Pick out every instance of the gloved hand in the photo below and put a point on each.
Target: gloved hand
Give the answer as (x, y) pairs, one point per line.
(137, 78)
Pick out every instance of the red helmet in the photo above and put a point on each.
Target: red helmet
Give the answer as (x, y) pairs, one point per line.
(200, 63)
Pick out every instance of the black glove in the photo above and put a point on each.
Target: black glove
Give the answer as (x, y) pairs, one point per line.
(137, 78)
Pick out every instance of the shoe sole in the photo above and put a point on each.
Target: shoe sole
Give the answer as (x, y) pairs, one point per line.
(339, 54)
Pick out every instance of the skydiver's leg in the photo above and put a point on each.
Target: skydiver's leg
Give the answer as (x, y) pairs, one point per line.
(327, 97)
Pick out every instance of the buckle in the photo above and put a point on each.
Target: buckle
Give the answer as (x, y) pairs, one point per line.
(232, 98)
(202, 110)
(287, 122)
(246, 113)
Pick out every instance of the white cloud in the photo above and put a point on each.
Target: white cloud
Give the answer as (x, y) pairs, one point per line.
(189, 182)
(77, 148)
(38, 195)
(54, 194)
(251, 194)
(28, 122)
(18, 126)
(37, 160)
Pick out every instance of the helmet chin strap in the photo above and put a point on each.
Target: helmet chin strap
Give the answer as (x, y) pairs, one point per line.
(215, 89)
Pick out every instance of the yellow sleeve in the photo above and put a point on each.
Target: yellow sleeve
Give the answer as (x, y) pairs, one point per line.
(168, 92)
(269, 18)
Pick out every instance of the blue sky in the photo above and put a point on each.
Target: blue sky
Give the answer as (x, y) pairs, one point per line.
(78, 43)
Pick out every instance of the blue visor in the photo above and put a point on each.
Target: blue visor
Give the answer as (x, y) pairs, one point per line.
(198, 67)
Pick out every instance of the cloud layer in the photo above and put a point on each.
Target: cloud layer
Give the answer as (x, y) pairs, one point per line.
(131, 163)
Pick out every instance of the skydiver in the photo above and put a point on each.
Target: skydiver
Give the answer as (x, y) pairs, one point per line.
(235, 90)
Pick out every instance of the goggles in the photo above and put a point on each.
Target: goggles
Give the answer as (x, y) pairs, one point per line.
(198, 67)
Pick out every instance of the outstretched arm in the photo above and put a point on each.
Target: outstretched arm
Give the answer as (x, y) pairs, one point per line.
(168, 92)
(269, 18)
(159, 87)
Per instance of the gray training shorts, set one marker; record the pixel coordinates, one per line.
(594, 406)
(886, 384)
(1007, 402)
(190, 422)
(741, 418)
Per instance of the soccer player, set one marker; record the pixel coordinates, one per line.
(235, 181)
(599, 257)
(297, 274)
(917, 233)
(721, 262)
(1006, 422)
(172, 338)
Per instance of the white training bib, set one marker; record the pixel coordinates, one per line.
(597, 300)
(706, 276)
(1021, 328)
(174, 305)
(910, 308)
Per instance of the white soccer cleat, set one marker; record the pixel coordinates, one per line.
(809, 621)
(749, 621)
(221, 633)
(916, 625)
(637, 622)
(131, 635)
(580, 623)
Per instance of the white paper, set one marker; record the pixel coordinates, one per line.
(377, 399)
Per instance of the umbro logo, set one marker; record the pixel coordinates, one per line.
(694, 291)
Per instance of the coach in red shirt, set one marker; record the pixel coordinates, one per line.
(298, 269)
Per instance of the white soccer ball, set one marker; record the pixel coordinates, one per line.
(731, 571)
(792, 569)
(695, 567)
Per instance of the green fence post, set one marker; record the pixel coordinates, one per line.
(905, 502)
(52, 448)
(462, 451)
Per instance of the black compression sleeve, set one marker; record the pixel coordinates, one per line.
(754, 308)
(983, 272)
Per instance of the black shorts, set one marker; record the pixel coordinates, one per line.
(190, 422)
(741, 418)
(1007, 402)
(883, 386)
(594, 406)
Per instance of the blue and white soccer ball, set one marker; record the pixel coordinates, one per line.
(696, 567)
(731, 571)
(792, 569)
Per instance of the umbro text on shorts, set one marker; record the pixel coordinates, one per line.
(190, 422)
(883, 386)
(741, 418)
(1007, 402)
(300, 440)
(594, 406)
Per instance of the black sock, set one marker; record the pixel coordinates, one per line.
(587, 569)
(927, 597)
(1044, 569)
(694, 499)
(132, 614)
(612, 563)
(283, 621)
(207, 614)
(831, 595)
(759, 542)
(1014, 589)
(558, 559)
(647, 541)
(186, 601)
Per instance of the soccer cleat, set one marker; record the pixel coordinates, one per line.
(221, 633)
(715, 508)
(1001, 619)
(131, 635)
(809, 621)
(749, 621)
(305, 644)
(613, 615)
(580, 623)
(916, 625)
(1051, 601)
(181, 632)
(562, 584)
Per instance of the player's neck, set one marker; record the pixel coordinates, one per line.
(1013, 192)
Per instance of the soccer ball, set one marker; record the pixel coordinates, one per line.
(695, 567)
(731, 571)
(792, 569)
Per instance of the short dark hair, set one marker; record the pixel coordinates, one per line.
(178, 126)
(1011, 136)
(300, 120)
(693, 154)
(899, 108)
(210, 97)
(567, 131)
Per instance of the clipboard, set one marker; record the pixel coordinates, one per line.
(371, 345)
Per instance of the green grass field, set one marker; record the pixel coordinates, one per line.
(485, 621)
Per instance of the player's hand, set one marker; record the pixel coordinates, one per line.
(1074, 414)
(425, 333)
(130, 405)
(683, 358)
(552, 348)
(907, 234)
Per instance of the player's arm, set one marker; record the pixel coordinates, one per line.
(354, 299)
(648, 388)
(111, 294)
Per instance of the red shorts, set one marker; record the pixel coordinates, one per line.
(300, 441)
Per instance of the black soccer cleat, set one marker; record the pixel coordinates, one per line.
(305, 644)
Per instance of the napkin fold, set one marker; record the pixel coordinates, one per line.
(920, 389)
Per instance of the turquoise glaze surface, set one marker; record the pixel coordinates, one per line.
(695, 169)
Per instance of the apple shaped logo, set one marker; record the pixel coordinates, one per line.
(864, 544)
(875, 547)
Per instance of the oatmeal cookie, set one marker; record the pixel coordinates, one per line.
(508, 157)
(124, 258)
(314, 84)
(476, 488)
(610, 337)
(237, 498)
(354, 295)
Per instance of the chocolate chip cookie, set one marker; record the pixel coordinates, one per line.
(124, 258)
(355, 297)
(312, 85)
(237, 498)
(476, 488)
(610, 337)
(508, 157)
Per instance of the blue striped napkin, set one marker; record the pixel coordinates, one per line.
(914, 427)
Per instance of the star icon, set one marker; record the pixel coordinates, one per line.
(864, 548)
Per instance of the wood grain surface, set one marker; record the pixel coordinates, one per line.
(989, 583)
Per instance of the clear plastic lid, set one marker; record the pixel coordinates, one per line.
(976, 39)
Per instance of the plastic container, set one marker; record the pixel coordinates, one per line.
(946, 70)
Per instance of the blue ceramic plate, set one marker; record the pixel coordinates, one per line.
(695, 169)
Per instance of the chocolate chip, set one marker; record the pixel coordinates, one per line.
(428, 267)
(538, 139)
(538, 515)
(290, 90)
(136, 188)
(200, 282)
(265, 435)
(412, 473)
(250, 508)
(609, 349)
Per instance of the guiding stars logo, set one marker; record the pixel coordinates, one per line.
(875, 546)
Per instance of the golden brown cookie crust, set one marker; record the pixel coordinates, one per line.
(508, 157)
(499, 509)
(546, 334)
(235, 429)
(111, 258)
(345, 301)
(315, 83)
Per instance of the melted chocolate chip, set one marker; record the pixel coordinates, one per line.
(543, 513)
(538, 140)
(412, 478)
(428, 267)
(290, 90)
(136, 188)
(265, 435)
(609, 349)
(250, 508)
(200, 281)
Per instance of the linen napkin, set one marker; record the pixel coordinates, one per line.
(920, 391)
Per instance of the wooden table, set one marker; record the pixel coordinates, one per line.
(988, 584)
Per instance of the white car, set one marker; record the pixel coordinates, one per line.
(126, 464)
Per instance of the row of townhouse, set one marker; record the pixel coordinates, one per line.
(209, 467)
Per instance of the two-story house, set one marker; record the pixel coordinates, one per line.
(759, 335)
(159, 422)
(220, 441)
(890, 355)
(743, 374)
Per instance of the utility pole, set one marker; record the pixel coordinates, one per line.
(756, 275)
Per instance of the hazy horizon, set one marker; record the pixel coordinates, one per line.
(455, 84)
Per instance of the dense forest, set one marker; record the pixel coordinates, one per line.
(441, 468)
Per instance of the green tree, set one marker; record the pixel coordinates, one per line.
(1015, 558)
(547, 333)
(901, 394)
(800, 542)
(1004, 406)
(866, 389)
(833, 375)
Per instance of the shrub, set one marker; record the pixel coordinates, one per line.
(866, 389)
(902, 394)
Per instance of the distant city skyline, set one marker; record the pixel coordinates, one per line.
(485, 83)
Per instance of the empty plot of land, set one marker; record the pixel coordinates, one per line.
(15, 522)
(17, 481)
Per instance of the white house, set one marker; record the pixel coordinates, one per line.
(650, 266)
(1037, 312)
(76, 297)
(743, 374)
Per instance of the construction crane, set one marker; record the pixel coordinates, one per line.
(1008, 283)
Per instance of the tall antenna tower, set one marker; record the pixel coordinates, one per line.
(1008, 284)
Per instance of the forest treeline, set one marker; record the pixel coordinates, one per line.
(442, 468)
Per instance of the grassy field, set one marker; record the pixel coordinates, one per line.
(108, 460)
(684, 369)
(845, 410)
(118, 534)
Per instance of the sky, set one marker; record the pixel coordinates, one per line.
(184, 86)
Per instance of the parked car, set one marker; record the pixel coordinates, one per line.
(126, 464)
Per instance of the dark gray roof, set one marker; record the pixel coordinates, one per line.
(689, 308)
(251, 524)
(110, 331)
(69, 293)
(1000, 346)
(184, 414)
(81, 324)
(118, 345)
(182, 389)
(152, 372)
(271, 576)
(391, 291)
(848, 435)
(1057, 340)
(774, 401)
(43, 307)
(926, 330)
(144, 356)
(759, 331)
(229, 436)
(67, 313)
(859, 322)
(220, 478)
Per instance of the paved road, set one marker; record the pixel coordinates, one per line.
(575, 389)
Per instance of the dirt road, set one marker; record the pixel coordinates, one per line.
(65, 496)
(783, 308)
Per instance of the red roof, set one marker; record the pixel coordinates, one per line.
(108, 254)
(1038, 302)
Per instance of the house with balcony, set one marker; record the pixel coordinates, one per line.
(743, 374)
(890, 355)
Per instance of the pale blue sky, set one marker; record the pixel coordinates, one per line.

### ABOUT THIS EXERCISE
The first line of the listing above through the line containing "Target: shoe sole": print exactly that, both ends included.

### RESPONSE TO THIS EXERCISE
Pick out every instance of the gloved hand in the photo below and put a point on each.
Target: gloved hand
Give the answer as (x, y) pairs, one point per line.
(137, 78)
Pick out every instance of the red helmet in the photo above and put a point on each.
Target: red helmet
Give the answer as (x, y) pairs, one point per line.
(200, 63)
Pick out every instance of the black glove in the photo above and put a point on each.
Target: black glove
Give the answer as (x, y) pairs, one point per line.
(137, 78)
Pick out every instance of the shoe sole in the photo above and put a point on each.
Target: shoe sole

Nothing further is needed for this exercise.